[Reading text Boundary: Start]
Regardless of the type of system, any explosion protection strategy must include devices to protect both the silo from the initial deflagration as well as downstream and upstream equipment from secondary explosions.
1. Protecting the Vessel: Explosion Venting
When a deflagration occurs, vent panels serve as the weak point of the enclosure and provide a pathway for expanding pressures and flames to escape. Preferably vent panels are installed on the silo roof to minimizing the impact on the fillable silo volume and preventing recoil forces causing structural damage during an explosion event.
Explosion venting is relatively inexpensive compared to other protection methods and requires little maintenance, but a large external exclusion zone must be present and post-explosion fires may take place inside the silo.
If a sufficient external exclusion zone is not available or when the silo is installed indoors flameless venting may provide a potential solution. A flameless venting device is placed on top of the explosion vent panel and contains a flame filter that extinguishes the explosion flames. An integrated dust retention screen prevents unburnt fuel from being discharged preventing secondary explosions to take place outside the silo.
Additional vent accessories such as weather covers are available to allow installation in even the harshest conditions. Hygienic explosion vents are also available for food storage silos where CIP cleaning is applied.
2. Protecting the Vessel: Explosion Suppression
Similar to explosion venting, explosion suppression systems are also designed to mitigate the initial deflagration. When the incipient stages of a deflagration are detected, a Fike HRD bottle is activated to inject suppressant powder into the silo to suppress the deflagration - all within milliseconds of ignition.
Suppression systems may be recommended or required in favor of venting solutions for the following reasons:
- Extinguishes the flame within the silo, reducing fire damage potential.
- Eliminates the flame release and greatly reduces the pressure path associated with explosion venting.
- Largely eliminates the discharge of toxic or hazardous materials outside of the dust collector enclosure.
[Reading text Boundary: End]
[Information provided Boundary: Start]
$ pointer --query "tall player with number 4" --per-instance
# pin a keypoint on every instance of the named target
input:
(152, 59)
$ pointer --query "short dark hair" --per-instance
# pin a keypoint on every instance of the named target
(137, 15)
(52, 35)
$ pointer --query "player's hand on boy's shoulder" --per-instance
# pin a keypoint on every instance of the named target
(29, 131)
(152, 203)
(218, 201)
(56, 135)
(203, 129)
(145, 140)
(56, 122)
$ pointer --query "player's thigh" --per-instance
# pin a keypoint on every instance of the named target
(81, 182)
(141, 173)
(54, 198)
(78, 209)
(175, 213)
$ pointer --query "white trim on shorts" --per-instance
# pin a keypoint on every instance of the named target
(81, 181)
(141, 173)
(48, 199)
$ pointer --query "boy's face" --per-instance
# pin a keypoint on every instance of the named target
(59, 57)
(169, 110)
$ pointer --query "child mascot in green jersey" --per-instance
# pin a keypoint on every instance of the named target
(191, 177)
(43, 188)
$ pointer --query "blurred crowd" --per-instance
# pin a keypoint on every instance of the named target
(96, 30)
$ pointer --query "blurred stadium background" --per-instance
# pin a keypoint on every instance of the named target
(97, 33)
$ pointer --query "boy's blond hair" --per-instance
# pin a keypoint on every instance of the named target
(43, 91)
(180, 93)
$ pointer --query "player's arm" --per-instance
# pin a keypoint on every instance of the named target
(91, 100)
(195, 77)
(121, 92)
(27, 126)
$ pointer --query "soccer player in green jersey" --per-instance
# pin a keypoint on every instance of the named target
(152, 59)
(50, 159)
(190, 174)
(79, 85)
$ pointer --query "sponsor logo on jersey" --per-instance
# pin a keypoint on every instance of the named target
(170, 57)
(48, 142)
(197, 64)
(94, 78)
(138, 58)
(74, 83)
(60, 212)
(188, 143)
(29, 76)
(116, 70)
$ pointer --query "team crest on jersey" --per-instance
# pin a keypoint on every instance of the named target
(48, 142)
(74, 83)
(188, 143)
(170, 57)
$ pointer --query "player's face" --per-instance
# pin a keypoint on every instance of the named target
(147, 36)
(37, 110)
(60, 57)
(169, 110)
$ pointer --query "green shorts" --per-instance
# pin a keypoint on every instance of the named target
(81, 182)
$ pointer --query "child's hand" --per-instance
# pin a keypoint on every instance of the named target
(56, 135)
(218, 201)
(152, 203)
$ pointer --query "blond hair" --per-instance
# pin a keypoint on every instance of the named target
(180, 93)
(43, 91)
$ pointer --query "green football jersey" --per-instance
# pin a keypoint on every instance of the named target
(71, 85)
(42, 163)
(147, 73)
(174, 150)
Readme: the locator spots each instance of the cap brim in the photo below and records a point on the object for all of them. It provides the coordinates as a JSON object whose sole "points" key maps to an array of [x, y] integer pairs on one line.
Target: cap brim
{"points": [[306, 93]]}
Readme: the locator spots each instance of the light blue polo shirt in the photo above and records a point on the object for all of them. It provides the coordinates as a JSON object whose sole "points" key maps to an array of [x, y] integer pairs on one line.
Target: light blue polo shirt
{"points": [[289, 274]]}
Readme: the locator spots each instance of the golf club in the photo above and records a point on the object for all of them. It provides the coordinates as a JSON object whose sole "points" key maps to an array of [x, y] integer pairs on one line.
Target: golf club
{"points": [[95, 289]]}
[Information provided Boundary: End]
*Exercise prompt:* In the text on silo explosion protection above, turn the paragraph beginning "If a sufficient external exclusion zone" into a short bulleted list that keeps its main facts.

*Task answer:*
- Flameless venting may be a solution when there isn't enough external exclusion zone or the silo is indoors.
- The device sits on top of the explosion vent panel.
- Its flame filter puts out the explosion flames.
- A built-in dust retention screen keeps unburnt fuel in, preventing secondary explosions outside the silo.